» Source data
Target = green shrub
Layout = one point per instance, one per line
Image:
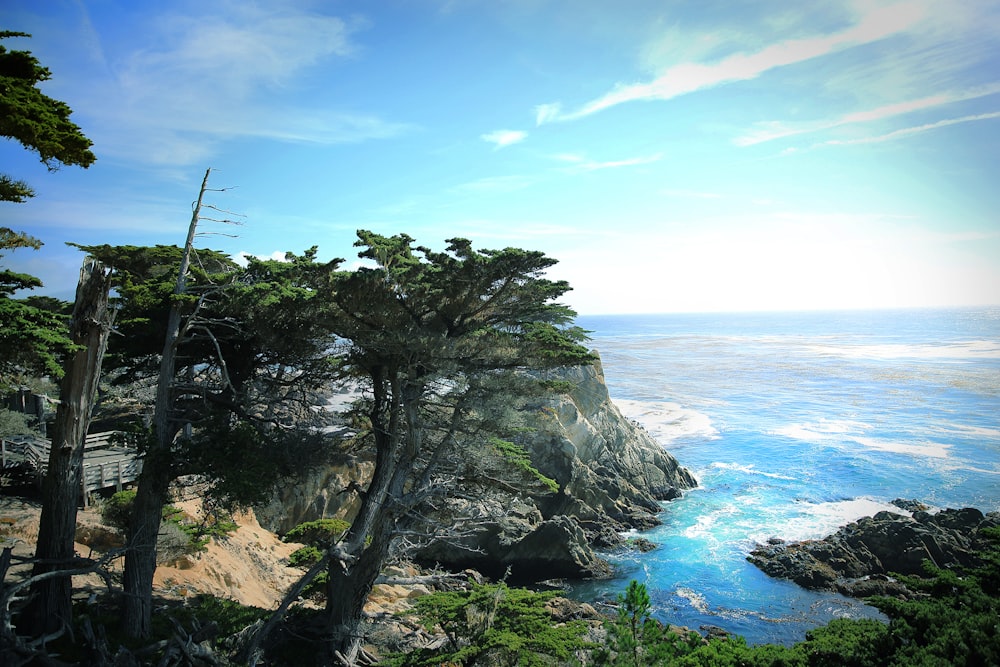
---
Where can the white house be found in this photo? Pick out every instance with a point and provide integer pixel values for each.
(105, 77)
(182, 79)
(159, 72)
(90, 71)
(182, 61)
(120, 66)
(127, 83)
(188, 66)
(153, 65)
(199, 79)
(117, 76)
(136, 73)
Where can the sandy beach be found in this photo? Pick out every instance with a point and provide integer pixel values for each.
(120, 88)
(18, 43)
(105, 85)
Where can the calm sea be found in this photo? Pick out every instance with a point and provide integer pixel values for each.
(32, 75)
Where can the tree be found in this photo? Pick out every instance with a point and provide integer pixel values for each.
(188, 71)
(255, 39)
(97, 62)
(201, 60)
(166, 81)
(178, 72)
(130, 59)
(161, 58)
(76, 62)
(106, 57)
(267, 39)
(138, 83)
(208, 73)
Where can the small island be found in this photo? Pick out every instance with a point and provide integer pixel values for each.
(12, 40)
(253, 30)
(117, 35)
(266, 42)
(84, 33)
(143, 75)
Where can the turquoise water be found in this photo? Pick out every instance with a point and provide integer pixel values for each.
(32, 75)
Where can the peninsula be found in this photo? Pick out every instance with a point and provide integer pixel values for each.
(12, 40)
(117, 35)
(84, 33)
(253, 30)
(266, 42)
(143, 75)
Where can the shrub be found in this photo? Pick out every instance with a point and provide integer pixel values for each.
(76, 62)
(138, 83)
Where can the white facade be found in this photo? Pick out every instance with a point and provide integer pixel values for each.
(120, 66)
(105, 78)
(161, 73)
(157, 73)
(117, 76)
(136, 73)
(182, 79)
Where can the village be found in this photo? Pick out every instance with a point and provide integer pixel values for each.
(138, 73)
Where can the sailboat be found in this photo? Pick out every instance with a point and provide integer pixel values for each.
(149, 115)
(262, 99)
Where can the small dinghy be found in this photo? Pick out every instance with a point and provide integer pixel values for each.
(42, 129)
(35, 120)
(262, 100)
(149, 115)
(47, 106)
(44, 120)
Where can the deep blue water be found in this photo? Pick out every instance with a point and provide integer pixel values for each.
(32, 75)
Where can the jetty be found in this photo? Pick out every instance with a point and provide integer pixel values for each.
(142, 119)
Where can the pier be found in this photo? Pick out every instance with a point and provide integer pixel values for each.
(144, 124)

» Task statement
Gather each line in the records that contains the string "white". Only matches with the same uppercase and lowercase letters count.

» Answer
Where can the white house be found in this photo? Pick out every instance with a point and provide integer pixel values for each.
Where can the white facade be found in this photo? Pick out every instance with a point and provide integer pixel values for each.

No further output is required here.